EXTRACT =
· · · ·

Taming your budgie is a very simple task, once the bird has become accustomed to his new surroundings. The two most important aspects of training are to speak in a soft, soothing voice while working with the bird; and to work at training once a day. Trim one of the wings to make flying difficult (remember that flying in the home could be hazardous to your bird’s health: open doors, windows, or uncovered water sources could be potentially dangerous). Train the budgie to stand on your finger by slowly putting your hand in the cage with you index finger extended. If the bird becomes frightened, remove your hand slowly and wait until he calms down before you try again. Once he is accustomed to your finger you can attempt to pet him gently on the chest. Place your finger under his feet while he is standing on the perch and gently raise your finger in an effort to make the budgie step onto it. Once the parakeet feels comfortable on your finger, try to make him walk from one finger to another.
Since they are members of the parrot family, the budgie can be taught to talk. It is recommended that this be done after the bird has been finger trained, because then the bird will pay closer attention to the owner. The procedure is very simple, just repeat the word you wish the bird to say again and again, starting with simple words, like “Hi,” or “Hello.” Some parakeets can be taught tricks, with a little patience.
Your pet budgie is an easy bird to breed, the ideal time being the spring or fall. Make sure that you have a pair who are actively courting each other (feeding each other or just staying together in one section of the cage). Purchase a nesting box made specifically for budgies and attach it to the cage. There are usually between 3 to 6 white eggs, that will hatch in 16 to 30 days. Provide a nestling food or mash as a food supplement at this time. The female takes care of the young and there is little that you must do to help. Remove the chicks after they are self supporting, this is usually about 3 to 5 weeks after they hatch.
By paying attention to the normal activity level and the amount of food consumed, you can easily tell if your budgie is feeling well. The most dangerous problem parakeets, and most caged birds, face is drafts. Inactivity, diarrhea or shallow breathing are all signs of potential problems. Many products are available for combating bacterial or intestinal problems.
Prevent mites and lice from attacking you bird by using a bird cage guard. Washes and powders are also available for use in keeping these problems to a minimum. Moulting is normal in birds once a year, but extended moults or moults out of season could be a cause for concern.
The best prevention when dealing with caged birds is careful, attentive care. A proper diet, cages located in suitable locations, and companionship will all help you keep a healthy, active pet for many years.
There are many colors of budgies available today in addition to the traditional blue and green. Some of these colors include: Olive Green, Grey Green, White, Yellow, Sky Blue, Cobalt, Cinnamon, Albino, Lutino, Opaline, Violet, Yellow Face, Pied, Light Green, Dark Green and many others.

· · · ·

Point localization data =
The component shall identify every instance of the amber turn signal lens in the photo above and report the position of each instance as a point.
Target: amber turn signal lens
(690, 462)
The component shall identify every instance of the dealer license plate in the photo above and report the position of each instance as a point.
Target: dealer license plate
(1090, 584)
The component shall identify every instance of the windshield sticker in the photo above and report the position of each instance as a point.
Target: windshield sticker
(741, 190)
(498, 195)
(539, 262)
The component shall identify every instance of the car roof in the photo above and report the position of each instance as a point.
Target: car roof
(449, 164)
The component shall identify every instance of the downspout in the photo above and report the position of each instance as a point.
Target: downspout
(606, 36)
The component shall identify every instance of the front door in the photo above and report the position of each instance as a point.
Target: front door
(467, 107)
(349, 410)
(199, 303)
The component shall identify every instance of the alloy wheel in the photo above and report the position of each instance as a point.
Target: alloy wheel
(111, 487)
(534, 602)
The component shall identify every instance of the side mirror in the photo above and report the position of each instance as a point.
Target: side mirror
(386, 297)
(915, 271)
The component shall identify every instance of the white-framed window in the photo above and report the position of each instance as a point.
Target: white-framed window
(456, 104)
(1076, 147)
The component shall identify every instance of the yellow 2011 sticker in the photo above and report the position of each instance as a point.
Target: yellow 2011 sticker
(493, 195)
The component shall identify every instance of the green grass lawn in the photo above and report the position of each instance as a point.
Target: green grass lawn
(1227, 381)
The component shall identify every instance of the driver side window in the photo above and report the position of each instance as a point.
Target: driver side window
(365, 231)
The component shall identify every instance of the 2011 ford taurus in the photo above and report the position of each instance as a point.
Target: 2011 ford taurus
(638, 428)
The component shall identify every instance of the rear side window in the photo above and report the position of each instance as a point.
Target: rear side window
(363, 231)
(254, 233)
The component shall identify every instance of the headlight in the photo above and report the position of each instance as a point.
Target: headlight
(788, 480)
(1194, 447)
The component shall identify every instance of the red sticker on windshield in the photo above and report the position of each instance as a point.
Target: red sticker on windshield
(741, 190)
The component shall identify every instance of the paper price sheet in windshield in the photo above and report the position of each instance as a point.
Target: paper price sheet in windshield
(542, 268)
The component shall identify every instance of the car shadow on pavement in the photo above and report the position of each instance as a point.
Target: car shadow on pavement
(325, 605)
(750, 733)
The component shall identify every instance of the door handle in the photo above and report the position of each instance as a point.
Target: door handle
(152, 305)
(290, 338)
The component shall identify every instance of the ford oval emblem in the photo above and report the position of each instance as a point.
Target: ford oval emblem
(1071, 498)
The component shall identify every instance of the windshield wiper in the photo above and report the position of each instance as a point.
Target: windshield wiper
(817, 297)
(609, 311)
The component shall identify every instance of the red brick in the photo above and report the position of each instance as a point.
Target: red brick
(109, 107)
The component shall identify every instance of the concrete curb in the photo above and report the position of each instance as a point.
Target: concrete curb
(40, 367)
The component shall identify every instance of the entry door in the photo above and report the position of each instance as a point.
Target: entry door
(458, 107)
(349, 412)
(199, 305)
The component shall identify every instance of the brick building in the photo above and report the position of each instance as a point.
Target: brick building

· · · ·

ASSIGNMENT A =
Answer these questions from the budgie text.
(i) How often does it say training should take place?
(ii) According to the budgie text, what is the most dangerous problem parakeets face?
(iii) How many eggs are usually laid, and what color are they?
ASSIGNMENT B = Repeat everything in the budgie text from "Prevent mites and" down to "cause for concern.".

FINAL ANSWER A =
(i) Once a day.
(ii) Drafts.
(iii) Between 3 and 6 eggs, and they are white.

FINAL ANSWER B =
Prevent mites and lice from attacking you bird by using a bird cage guard. Washes and powders are also available for use in keeping these problems to a minimum. Moulting is normal in birds once a year, but extended moults or moults out of season could be a cause for concern.